(Entries outlining labeled areas)
____

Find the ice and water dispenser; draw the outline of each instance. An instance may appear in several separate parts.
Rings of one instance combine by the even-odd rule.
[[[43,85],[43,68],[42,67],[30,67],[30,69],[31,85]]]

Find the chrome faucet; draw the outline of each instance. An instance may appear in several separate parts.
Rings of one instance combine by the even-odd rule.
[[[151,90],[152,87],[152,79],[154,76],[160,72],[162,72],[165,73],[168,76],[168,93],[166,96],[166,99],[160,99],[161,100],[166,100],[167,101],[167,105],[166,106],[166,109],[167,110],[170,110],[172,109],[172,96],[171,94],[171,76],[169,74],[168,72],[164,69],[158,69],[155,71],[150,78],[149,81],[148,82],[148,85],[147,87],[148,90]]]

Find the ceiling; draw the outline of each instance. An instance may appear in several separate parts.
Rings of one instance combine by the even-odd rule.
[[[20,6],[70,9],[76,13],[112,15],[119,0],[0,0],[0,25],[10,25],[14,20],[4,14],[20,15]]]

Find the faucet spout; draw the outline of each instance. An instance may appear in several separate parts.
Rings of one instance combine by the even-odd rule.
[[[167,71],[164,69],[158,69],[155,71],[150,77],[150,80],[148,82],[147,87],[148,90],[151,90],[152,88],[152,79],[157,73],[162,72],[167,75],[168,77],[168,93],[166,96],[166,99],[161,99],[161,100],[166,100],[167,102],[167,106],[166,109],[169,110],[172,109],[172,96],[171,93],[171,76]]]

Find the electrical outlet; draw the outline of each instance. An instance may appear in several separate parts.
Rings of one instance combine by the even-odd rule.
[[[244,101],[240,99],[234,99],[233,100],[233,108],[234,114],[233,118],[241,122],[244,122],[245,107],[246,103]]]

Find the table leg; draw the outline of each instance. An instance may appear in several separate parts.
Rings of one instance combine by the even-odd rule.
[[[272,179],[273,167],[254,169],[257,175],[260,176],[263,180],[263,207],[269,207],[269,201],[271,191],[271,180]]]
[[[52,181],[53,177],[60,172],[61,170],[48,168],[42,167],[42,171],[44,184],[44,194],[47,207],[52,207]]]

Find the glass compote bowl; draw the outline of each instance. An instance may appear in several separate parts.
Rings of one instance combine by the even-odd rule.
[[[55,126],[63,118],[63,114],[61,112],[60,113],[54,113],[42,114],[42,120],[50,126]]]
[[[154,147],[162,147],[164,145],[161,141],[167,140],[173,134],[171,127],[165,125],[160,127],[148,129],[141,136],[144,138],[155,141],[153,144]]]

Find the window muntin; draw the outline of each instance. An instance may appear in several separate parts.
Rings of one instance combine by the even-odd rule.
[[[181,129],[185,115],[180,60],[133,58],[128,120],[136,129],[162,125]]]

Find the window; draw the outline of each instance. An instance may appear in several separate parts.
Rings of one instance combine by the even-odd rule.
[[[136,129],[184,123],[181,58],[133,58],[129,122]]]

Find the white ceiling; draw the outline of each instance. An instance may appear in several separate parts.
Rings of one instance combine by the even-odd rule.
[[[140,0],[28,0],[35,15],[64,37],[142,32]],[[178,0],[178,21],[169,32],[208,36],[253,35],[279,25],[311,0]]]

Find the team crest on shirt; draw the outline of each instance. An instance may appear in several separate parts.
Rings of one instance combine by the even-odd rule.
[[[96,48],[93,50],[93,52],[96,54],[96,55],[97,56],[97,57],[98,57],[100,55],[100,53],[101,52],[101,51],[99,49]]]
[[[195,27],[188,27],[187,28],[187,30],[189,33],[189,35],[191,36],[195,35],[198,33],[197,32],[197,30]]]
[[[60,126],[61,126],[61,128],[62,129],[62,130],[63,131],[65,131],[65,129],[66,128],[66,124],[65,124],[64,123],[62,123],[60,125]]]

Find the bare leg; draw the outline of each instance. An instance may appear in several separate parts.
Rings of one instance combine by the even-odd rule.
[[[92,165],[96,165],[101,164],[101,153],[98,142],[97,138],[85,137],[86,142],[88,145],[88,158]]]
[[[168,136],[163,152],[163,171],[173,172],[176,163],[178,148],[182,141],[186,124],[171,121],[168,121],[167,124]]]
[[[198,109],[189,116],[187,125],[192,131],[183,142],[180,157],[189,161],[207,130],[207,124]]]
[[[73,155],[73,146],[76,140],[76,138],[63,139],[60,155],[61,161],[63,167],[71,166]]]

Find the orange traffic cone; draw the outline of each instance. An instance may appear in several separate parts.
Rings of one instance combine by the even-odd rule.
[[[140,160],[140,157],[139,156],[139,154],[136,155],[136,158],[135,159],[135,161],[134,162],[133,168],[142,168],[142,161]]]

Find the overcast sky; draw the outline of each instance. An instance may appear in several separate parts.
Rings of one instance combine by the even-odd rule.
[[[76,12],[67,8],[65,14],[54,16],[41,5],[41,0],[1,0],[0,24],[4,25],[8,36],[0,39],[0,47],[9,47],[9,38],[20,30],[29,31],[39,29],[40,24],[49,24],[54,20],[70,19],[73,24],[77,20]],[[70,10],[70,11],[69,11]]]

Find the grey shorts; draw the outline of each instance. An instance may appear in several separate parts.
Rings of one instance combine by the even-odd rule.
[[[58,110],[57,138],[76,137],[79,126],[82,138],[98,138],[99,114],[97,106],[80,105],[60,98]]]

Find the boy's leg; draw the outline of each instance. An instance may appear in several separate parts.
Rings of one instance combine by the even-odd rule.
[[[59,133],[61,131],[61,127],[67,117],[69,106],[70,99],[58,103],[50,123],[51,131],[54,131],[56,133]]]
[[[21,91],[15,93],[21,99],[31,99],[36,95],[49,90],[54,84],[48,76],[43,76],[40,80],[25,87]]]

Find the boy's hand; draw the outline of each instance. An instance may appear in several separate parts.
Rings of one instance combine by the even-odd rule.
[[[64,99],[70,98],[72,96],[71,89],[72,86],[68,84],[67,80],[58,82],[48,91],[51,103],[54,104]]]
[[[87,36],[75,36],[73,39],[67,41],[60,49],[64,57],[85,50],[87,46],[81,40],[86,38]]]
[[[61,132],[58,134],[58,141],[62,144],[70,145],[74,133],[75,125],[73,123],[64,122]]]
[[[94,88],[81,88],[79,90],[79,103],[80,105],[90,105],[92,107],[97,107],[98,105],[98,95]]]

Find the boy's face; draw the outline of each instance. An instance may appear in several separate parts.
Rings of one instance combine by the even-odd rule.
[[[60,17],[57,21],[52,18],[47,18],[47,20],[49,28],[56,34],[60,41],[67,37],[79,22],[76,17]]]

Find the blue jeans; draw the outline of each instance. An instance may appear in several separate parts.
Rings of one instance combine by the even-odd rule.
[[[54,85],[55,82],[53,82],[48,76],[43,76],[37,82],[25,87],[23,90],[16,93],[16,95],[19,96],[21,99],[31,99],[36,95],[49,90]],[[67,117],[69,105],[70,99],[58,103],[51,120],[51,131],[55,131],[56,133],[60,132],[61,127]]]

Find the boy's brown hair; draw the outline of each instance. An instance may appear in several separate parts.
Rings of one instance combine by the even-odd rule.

____

[PROBLEM REQUIREMENTS]
Lay out every line of the records above as a numbered list, leaving out the blank lines.

[RESULT OF THE EXERCISE]
1. Find the ice and water dispenser; draw the outline of each instance. An instance may appear in several separate parts.
2. Rings of one instance combine by the even-odd rule.
3. [[[43,85],[43,68],[42,67],[30,67],[30,69],[31,85]]]
4. Find the chrome faucet; draw the outline of each instance. An instance may appear in several separate parts.
5. Rings of one instance combine by the even-odd rule.
6. [[[151,90],[152,87],[152,79],[154,76],[160,72],[162,72],[165,73],[168,76],[168,93],[166,96],[166,99],[160,99],[161,100],[166,100],[167,101],[167,105],[166,106],[166,109],[167,110],[170,110],[172,109],[172,96],[171,94],[171,76],[169,74],[168,72],[164,69],[158,69],[155,71],[150,78],[149,81],[148,82],[148,85],[147,87],[148,90]]]
7. Find the ceiling; draw the outline of each instance. An instance may appear in several separate parts.
8. Rings of one instance combine by the even-odd rule.
9. [[[20,6],[70,9],[76,13],[112,15],[119,0],[0,0],[0,25],[10,25],[14,20],[4,14],[20,15]]]
10. Find the faucet spout; draw the outline of each instance. An instance may appear in several separate parts.
11. Rings of one instance combine by the even-odd rule.
12. [[[167,71],[164,69],[158,69],[155,71],[150,77],[150,80],[148,82],[147,87],[148,90],[151,90],[152,88],[152,79],[157,73],[162,72],[167,75],[168,77],[168,93],[166,96],[166,99],[161,99],[161,100],[166,100],[167,102],[167,106],[166,109],[169,110],[172,109],[172,96],[171,93],[171,76]]]
13. Find the electrical outlet; draw the outline of each instance. An instance may appear in several separate parts.
14. Rings of one instance combine by the even-odd rule.
15. [[[244,101],[240,99],[234,99],[233,100],[233,108],[234,114],[233,118],[241,122],[244,122],[245,107],[246,103]]]
16. Find the table leg; draw the outline of each instance. An instance may appear in several separate parts.
17. Rings of one instance combine by the even-odd rule.
18. [[[272,179],[273,167],[254,169],[257,175],[260,176],[263,180],[263,207],[269,207],[269,201],[271,191],[271,180]]]
19. [[[52,181],[53,177],[60,172],[61,170],[48,168],[42,167],[42,171],[44,184],[44,194],[47,207],[52,207]]]
20. Find the glass compote bowl; draw the outline of each instance. An instance may appear in several separate parts.
21. Rings of one instance combine by the even-odd rule.
22. [[[55,126],[63,118],[63,114],[61,112],[60,113],[54,113],[42,114],[42,120],[50,126]]]
23. [[[154,147],[162,147],[164,145],[161,141],[167,140],[173,134],[171,127],[165,125],[160,127],[148,129],[141,136],[144,138],[155,141],[153,144]]]
24. Find the window muntin; draw the outline of each instance. An instance may appear in several separate parts.
25. Rings of one instance combine by the even-odd rule.
26. [[[181,129],[185,115],[180,60],[133,58],[128,120],[136,129],[162,125]]]
27. Find the window; draw the outline of each instance. An instance may appear in several separate parts.
28. Rings of one instance combine by the even-odd rule.
29. [[[136,129],[184,123],[181,58],[133,58],[129,122]]]
30. Find the white ceiling; draw the outline of each instance. An instance may appear in several separate parts.
31. Rings of one instance combine by the even-odd rule.
32. [[[140,0],[28,0],[35,15],[64,37],[142,32]],[[178,0],[178,21],[169,32],[208,36],[253,35],[279,25],[311,0]]]
33. Find the team crest on shirt; draw the outline of each instance. An instance may appear in several separate parts.
34. Rings of one instance combine by the even-odd rule.
35. [[[96,48],[93,50],[93,52],[96,54],[96,55],[97,56],[97,57],[98,57],[100,55],[100,53],[101,52],[101,51],[99,49]]]
36. [[[195,27],[188,27],[187,28],[187,30],[189,33],[189,35],[191,36],[195,35],[198,33],[197,32],[197,30]]]
37. [[[60,126],[61,126],[61,128],[62,129],[62,130],[63,131],[65,131],[65,129],[66,128],[66,124],[65,124],[64,123],[62,123],[60,125]]]
38. Find the bare leg; draw the outline of each instance. An instance may appear in several separate parts.
39. Rings of one instance combine by the even-odd rule.
40. [[[92,165],[96,165],[101,164],[101,153],[98,142],[97,138],[85,137],[86,142],[88,145],[88,158]]]
41. [[[168,136],[163,152],[163,171],[173,172],[176,163],[178,148],[182,141],[186,124],[171,121],[168,121],[167,124]]]
42. [[[198,109],[189,116],[187,125],[192,131],[183,142],[180,157],[189,161],[207,130],[207,124]]]
43. [[[73,155],[73,146],[76,140],[76,138],[63,139],[60,155],[61,161],[63,167],[71,166]]]
44. Find the orange traffic cone; draw the outline of each instance. An instance may appear in several separate parts.
45. Rings of one instance combine by the even-odd rule.
46. [[[140,160],[140,157],[139,156],[139,154],[136,155],[136,158],[135,159],[135,161],[134,162],[133,168],[142,168],[142,161]]]
47. Find the overcast sky; draw the outline of each instance. An instance may appear in several separate parts.
48. Rings of one instance combine by the even-odd rule.
49. [[[76,12],[67,8],[65,14],[54,16],[41,5],[41,0],[1,0],[0,24],[4,25],[8,36],[0,39],[0,47],[9,47],[9,38],[20,30],[29,31],[39,29],[40,24],[49,24],[54,20],[70,19],[73,24],[77,20]],[[70,10],[70,11],[69,11]]]
50. Find the grey shorts; draw the outline of each instance. An instance may appear in several separate parts.
51. Rings of one instance combine by the even-odd rule.
52. [[[58,110],[57,138],[76,137],[79,126],[82,138],[98,138],[99,114],[97,106],[80,105],[60,98]]]
53. Find the boy's leg; draw the outline of each instance. An instance may appear in several separate parts.
54. Rings of one instance combine by the even-odd rule.
55. [[[59,133],[61,131],[61,127],[67,117],[69,106],[70,99],[58,103],[50,123],[51,131],[54,131],[56,133]]]
56. [[[21,91],[15,93],[21,99],[31,99],[36,95],[49,90],[54,84],[48,76],[43,76],[40,80],[25,87]]]
57. Find the boy's hand; draw the outline of each instance. An instance may appear in several separate parts.
58. Rings of one instance combine by the even-odd rule.
59. [[[64,99],[70,98],[72,96],[71,89],[72,86],[68,84],[67,80],[58,82],[48,91],[51,103],[54,104]]]
60. [[[87,36],[75,36],[73,39],[67,41],[60,49],[64,57],[85,50],[87,46],[81,40],[86,38]]]
61. [[[61,132],[58,134],[58,141],[62,144],[70,145],[74,133],[75,125],[73,123],[64,122]]]
62. [[[94,88],[81,88],[79,90],[79,103],[80,105],[90,105],[92,107],[97,107],[98,105],[98,95]]]
63. Find the boy's face; draw the outline of each instance. An instance may appear in several separate parts.
64. Rings of one instance combine by the even-odd rule.
65. [[[60,17],[57,21],[52,18],[47,18],[47,20],[49,28],[56,34],[60,41],[67,37],[79,22],[76,17]]]
66. Find the blue jeans; draw the outline of each instance. An instance may appear in several separate parts.
67. Rings of one instance combine by the even-odd rule.
68. [[[54,85],[55,82],[53,82],[48,76],[43,76],[37,82],[25,87],[23,90],[16,93],[16,95],[19,96],[21,99],[31,99],[36,95],[49,90]],[[67,117],[69,105],[70,99],[58,103],[51,120],[51,131],[55,131],[56,133],[60,132],[61,127]]]
69. Find the boy's brown hair; draw the outline of each instance. An instance may appear in several separate parts.
70. Rings of one instance combine by the even-odd rule.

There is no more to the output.